■ Document text:
# # # # #

Group differences were evaluated using the Student’s t-test for normally distributed continuous variables, the Mann-Whitney U test for skewed continuous variables, and the chi-square (χ²) or Fisher exact tests for categorical variables. Pearson’s correlation coefficient was used to examine relationships between continuous variables.

Independent predictors of LAVI dilatation at peak stress and reduced LASr at peak stress were assessed by means of multiple linear regression analysis. Statistical significance was set at P < 0.05. All statistical calculations were performed using SPSS for Windows, release 20.0 (Chicago, Illinois).

# # # # #

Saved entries
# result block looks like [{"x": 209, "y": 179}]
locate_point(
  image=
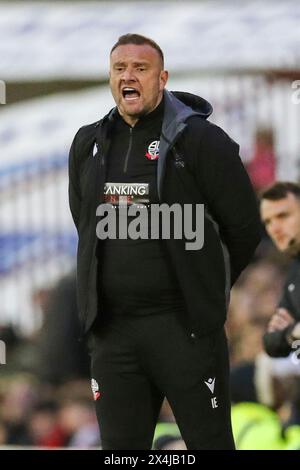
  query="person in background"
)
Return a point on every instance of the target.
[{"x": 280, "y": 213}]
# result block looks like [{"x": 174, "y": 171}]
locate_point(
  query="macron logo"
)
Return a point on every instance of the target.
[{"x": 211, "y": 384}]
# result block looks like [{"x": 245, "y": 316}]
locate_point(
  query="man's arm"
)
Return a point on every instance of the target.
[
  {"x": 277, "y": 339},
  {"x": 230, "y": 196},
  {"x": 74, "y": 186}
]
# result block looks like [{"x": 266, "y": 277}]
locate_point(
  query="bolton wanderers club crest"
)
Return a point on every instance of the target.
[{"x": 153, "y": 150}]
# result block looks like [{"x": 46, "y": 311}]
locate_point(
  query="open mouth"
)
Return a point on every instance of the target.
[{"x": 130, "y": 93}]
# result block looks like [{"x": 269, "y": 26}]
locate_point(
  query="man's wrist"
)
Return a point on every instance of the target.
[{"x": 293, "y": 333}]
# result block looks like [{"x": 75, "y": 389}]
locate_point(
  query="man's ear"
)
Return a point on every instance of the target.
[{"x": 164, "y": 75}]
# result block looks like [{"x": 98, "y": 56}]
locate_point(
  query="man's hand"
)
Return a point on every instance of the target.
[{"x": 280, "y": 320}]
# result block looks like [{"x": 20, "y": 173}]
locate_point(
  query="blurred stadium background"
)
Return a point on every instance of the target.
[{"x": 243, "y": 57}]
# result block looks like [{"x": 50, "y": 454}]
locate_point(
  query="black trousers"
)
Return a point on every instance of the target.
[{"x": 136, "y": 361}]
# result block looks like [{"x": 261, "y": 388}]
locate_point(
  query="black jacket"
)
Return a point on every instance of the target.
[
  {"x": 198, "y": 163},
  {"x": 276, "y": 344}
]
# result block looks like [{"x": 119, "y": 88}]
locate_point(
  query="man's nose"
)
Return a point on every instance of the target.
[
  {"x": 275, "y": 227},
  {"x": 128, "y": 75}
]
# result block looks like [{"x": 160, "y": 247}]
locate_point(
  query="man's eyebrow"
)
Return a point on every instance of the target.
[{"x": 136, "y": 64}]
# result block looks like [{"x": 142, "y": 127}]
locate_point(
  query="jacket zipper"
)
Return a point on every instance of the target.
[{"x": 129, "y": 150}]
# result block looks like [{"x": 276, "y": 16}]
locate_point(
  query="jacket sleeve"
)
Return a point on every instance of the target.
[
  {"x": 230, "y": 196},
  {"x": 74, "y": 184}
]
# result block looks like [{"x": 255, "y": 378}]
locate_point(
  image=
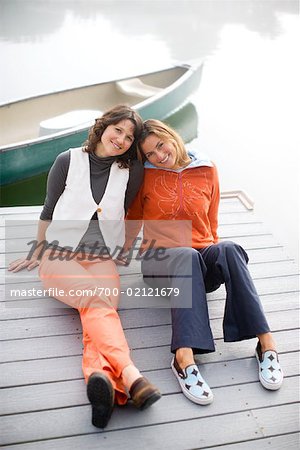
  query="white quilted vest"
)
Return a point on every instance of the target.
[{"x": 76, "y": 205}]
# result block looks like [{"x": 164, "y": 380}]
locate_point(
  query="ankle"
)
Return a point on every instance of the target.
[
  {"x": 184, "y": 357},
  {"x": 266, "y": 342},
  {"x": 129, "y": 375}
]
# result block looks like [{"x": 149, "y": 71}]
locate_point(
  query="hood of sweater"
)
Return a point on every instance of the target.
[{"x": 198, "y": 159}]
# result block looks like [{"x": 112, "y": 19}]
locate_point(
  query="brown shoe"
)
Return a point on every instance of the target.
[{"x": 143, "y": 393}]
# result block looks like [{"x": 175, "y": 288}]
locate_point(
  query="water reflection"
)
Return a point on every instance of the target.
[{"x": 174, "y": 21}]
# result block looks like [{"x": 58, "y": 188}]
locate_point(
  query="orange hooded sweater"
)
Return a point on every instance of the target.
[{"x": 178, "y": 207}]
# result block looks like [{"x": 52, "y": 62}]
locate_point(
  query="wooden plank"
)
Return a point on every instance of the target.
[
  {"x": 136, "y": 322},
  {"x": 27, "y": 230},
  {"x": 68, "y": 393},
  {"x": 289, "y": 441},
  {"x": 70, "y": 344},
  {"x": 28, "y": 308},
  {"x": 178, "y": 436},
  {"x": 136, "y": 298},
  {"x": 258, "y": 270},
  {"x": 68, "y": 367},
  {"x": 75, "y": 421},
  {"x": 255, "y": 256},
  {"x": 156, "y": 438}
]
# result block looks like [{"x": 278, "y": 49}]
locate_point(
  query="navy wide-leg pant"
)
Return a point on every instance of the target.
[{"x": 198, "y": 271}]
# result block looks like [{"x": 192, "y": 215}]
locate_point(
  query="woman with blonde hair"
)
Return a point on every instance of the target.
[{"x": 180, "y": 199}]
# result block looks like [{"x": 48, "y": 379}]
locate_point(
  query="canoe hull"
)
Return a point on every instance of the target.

# # # # #

■ Tasks to complete:
a – Answer these questions from the statistical methods passage:
(i) Which test was used for skewed continuous variables?
(ii) What level was set for statistical significance?
(iii) Which software and release were used for all statistical calculations?
b – Pick up the statistical methods passage after its last sentence and keep writing it.
The data have nothing to do with the statistical methods passage.

■ Exercise results:
a –
(i) The Mann-Whitney U test
(ii) P < 0.05
(iii) SPSS for Windows, release 20.0

b –
The normal response of the LV to vasodilator stress is a reduction of LV filling pressures, an increase of LV contractility (around 10% from baseline) and unchanged pulmonary artery wedge pressure. In case of inducible ischemia or LV diastolic dysfunction with normal coronary arteries, the pulmonary wedge pressure and LV filling pressures increase [24, 25]. A similar pattern was found in the LA, with the most frequent pattern characterized by a 10% increase in LASr and a mild decrease or no change in LAVI, whereas the abnormal pattern is characterized by the development of LAVI dilation, reduction of LASr, and more B-lines. The functional unit LV-LA-lung alveolar-capillary barrier is tightly interconnected and ideally suited for a comprehensive assessment with SE, especially with dipyridamole stress which minimally degrades the image quality, only mildly although significantly increases the heart rate, and is an effective ischemic and, independently of ischemia, diastolic stress, probably for a direct, flow-independent effect of adenosine on cellular calcium fluxes [26], since dipyridamole acts through an accumulation of endogenous adenosine. Elevations of intracellular adenosine in specific types of cardiac disease, including those where myocardial energy reserve is limited, contribute to diastolic dysfunction by recruiting cross-bridges, and thereby increase myocardial stiffness [27].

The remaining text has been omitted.